### [REQUIRED WORK]
Put every line of the items below into a numbered list, skipping blank lines and leaving the pictures out.
---------- RECORDS PROVIDED
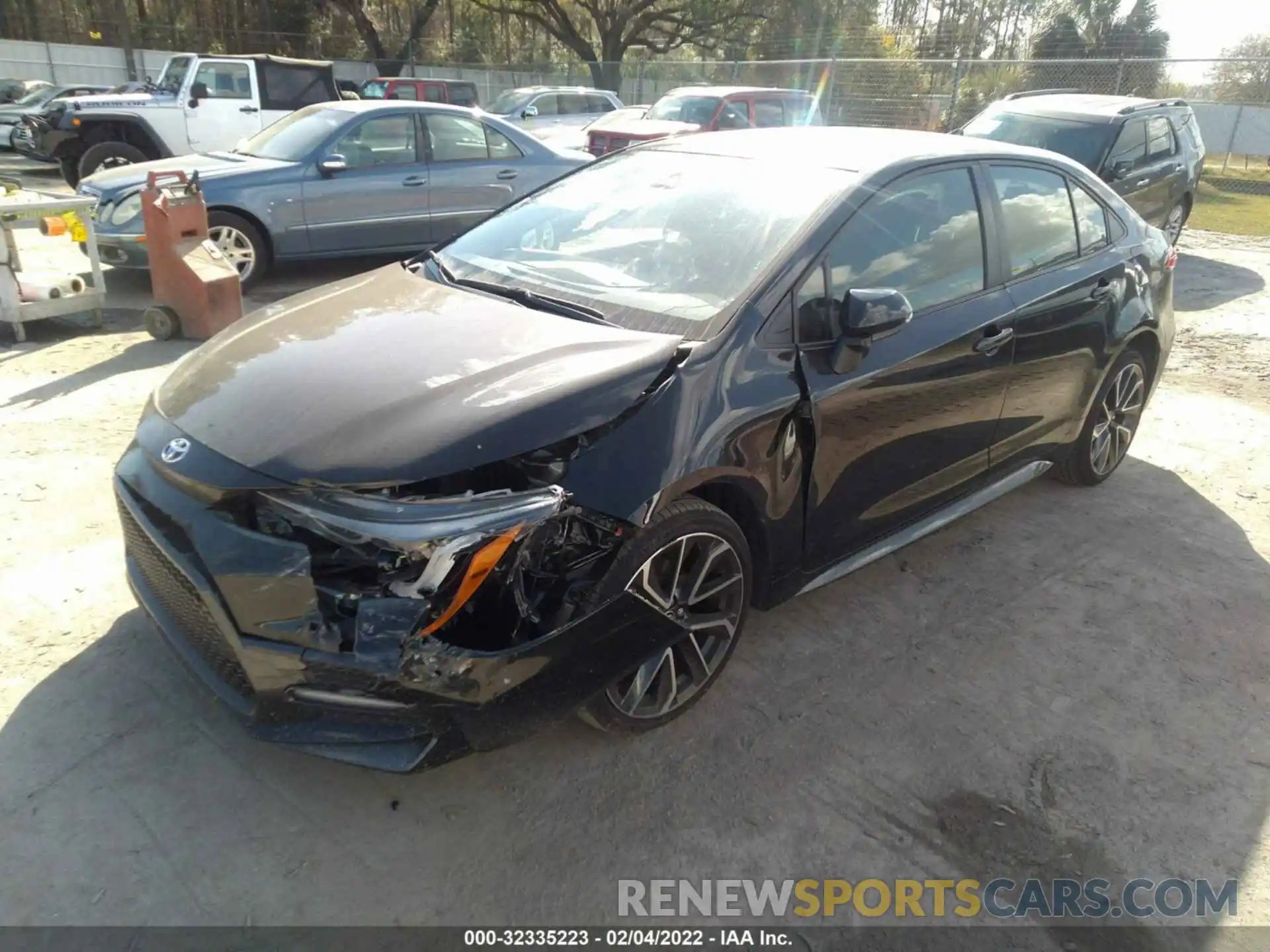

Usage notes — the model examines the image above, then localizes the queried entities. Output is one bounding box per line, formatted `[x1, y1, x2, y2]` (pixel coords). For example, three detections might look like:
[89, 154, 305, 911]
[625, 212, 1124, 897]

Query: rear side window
[990, 165, 1077, 278]
[1147, 116, 1177, 161]
[1107, 119, 1147, 169]
[450, 83, 476, 105]
[754, 99, 785, 128]
[828, 169, 984, 325]
[1070, 182, 1109, 254]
--------------------
### [SOLUTION TO THIS TASK]
1. Usage notes — the model examines the image above, then localizes the queried entities. Output is one bounding box per line, formatted `[x1, y1, x2, y2]` (pixel coords). For example, three detections might look like:
2. [89, 154, 305, 911]
3. [625, 212, 1124, 897]
4. Query: rear side window
5. [990, 165, 1077, 278]
6. [1147, 116, 1177, 161]
7. [1107, 119, 1147, 169]
8. [450, 83, 476, 105]
9. [754, 99, 785, 128]
10. [828, 169, 984, 325]
11. [1070, 182, 1109, 254]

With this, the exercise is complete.